→ WRITTEN REQUEST 1: Set down the spellcasting rules text below from "Environmental Disruptions: Various" up to and including "of hand motions.", without changing a character.

┌─ ARTICLE

A spell's components are the physical requirements you must meet in order to cast it. Unless a spell's description says otherwise, a spell requires you to chant mystic words and complete intricate hand motions with at least one of your hands. Some spells also have material components that are required for their casting.

If you can't complete a spel's component, you are unable to cast a spell. Thus, if you are silenced or don't have a hand free, you cannot cast a spell.

Spell Disruption

Some situations make spellcasting tricky. For example, if you stand on the deck of a storm-tossed ship, a crashing wave might wash over you just as you attempt to cast a spell and disrupt it. Similarly, completing the intricate hand gestures for a spell can be difficult while an orc is swinging an axe at you or while a dragon's tail is sweeping past.

Spellcasting in Melee: When you cast a spell while within a hostile creature's reach, the spell must target a creature within 5 feet of you or create an area of effect that includes a space within 5 feet of you, otherwise you must first succeed on a DC 10 Dexterity check. If you fail, the action you used to cast the spell is wasted, but the spell itself is not.

Environmental Disruptions: Various environmental effects might lead the DM to ask you to succeed on a DC 10 Constitution check in order to block out the distraction and complete the spell. If you fail, the action you used to cast the spell is wasted, but the spell itself is not.

Casting Time

Casting a typical spell requires a single action,about 6 seconds of reciting a magical formula and completing a set of hand motions.

A few spells can be cast as reactions. These spells take a fraction of a second and are usually cast in response to some event. For instance, the feather fall spell allows you to float safely to the ground the moment you fall into a pit. Such a spell can usually be cast as an action or a reaction, with different effects depending on how you use it. If a spell can be cast in reaction to something, the spell description tells you exactly when you can do so.


A spell's description specifies its range. The range is the maximum distance from you that you can place the spell';s effect. The effect might extend beyond that range. All that matters is that when you cast the spell, you place its initial effect or chose a target that is not beyond the range.

Most spells have a range expressed in feet. Some spells, such as cure light wounds, can target only acreature (including yourself) that you touch. In other words, you must be able to reach the target.

Other spells affect only the caster. For example, the shield spell protects you, and only you.


A spell specifies how many creatures it targets or what area of effect it covers. If a spell targets one creature, it says so. If it targets more than one creature, it specifies the maximum number of creatures it can target.

└─
┌─ DATA IN THIS EXERCISE

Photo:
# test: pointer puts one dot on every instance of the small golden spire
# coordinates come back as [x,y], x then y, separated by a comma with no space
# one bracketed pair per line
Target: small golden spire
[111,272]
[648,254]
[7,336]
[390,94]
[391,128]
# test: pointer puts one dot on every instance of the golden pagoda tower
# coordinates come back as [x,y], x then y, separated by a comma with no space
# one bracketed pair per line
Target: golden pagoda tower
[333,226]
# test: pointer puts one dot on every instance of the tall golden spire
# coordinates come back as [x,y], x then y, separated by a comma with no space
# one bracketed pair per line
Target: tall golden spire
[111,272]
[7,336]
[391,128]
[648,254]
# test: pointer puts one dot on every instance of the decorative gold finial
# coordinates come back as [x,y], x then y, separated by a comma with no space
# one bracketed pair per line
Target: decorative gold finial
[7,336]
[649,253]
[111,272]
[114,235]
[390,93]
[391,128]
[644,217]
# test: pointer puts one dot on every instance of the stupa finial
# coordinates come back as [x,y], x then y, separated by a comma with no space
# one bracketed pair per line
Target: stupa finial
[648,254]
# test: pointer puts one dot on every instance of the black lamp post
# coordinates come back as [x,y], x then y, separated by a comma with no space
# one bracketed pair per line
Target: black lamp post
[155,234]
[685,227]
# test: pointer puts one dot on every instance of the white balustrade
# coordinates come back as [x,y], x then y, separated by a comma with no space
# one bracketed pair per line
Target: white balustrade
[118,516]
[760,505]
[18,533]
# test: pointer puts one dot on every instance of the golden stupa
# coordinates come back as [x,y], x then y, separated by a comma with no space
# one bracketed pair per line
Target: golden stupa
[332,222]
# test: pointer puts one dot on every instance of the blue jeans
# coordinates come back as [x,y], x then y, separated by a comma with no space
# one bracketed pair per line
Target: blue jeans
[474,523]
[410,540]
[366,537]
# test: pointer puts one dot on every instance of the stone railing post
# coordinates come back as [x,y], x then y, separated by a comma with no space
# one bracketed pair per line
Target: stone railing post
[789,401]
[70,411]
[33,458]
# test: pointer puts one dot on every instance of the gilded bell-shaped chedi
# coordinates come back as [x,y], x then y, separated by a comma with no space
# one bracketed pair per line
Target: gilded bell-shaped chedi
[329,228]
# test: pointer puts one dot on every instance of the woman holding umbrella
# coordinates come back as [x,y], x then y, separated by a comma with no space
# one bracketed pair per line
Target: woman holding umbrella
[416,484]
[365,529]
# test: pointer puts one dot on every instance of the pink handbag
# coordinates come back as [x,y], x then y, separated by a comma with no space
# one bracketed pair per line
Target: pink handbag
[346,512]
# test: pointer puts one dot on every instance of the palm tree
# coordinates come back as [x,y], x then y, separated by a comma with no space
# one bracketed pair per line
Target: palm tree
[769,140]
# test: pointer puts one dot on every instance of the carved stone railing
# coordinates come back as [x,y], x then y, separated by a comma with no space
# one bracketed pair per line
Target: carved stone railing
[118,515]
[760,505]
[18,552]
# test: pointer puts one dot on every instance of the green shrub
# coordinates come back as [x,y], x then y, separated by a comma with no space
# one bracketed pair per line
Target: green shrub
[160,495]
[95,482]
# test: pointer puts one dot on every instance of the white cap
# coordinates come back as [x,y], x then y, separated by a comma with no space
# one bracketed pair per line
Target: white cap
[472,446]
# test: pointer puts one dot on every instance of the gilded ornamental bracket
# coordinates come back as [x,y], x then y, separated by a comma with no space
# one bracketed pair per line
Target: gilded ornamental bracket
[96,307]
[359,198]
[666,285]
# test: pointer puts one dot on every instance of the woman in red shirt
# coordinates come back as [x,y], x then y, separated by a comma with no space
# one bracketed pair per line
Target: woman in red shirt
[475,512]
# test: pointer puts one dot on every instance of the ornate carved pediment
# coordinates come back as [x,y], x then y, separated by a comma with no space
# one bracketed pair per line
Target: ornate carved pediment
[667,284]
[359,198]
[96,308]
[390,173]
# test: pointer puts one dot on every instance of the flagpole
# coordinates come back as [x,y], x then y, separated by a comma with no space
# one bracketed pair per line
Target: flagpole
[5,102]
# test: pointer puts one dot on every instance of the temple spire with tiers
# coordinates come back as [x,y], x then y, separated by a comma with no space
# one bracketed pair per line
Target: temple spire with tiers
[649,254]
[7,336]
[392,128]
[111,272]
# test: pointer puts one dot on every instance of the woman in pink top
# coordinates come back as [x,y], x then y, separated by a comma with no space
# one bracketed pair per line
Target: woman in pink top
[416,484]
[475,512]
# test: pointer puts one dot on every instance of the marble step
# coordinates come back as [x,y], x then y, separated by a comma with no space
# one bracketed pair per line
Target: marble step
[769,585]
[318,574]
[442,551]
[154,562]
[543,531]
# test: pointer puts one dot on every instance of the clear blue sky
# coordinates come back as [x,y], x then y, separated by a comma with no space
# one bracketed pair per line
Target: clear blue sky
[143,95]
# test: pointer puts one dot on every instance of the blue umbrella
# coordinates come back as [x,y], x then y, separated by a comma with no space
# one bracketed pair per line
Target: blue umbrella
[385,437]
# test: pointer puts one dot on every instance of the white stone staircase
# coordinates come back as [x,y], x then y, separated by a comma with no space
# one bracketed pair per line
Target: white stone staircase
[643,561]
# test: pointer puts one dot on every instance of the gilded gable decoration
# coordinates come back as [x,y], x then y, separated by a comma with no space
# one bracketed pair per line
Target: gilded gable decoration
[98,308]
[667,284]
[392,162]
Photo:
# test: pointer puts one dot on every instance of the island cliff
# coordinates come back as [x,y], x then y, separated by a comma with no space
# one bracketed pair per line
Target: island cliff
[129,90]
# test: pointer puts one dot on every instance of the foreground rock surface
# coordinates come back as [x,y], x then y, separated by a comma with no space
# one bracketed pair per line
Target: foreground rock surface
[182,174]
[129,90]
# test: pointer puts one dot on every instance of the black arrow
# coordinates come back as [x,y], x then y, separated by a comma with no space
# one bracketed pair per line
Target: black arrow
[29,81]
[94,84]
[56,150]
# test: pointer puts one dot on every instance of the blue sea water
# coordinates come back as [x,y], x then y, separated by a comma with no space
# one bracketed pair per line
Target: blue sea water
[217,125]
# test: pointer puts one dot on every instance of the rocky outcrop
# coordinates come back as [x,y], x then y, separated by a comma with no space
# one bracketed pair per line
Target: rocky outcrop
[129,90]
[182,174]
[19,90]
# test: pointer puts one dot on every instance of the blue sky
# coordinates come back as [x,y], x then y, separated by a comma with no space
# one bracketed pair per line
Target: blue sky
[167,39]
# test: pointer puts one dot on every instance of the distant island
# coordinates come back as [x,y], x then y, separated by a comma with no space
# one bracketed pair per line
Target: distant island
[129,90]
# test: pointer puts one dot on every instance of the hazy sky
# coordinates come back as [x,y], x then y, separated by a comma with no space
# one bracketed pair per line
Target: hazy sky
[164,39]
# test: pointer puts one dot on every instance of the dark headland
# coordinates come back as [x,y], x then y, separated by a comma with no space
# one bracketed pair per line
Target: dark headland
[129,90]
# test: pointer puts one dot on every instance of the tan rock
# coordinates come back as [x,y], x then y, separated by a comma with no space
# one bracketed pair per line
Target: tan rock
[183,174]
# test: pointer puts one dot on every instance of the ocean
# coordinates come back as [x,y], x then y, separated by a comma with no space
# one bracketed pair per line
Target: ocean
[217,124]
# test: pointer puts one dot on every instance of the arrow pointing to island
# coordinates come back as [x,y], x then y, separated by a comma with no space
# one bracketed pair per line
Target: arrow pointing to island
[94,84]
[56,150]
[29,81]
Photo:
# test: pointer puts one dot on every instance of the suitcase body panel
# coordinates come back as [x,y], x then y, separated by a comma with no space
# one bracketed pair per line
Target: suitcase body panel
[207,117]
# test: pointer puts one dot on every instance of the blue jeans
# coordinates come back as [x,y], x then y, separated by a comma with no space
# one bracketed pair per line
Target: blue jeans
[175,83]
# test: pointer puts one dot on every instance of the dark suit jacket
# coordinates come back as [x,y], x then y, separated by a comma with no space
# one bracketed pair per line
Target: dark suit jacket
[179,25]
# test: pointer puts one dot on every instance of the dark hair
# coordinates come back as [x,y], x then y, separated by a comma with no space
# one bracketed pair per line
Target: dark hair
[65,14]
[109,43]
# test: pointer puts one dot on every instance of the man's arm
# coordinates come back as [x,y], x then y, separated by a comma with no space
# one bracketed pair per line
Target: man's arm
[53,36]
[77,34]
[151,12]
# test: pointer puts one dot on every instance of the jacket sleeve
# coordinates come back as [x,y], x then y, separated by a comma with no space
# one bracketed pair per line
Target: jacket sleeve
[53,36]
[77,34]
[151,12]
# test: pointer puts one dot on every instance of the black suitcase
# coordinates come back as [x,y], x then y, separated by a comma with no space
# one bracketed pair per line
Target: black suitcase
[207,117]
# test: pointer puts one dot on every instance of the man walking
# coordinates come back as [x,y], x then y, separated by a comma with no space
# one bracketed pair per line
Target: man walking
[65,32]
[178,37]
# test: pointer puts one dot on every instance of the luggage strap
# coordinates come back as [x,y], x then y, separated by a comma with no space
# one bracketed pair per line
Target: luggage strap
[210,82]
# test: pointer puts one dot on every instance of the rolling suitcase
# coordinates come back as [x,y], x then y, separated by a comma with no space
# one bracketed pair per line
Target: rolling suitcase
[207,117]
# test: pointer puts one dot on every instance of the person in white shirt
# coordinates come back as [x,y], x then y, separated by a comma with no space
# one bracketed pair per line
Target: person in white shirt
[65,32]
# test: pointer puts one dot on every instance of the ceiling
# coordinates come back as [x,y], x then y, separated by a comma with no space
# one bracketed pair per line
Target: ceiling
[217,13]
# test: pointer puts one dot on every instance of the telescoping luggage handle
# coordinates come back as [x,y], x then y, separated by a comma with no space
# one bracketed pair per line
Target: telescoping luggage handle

└─

→ WRITTEN REQUEST 2: Report every line of the rows above that contains the string "marble", matching case exactly.

→ FULL RESPONSE 1:
Environmental Disruptions: Various environmental effects might lead the DM to ask you to succeed on a DC 10 Constitution check in order to block out the distraction and complete the spell. If you fail, the action you used to cast the spell is wasted, but the spell itself is not.

Casting Time

Casting a typical spell requires a single action,about 6 seconds of reciting a magical formula and completing a set of hand motions.

→ FULL RESPONSE 2:
# test: pointer puts one dot on every instance of the marble step
Target: marble step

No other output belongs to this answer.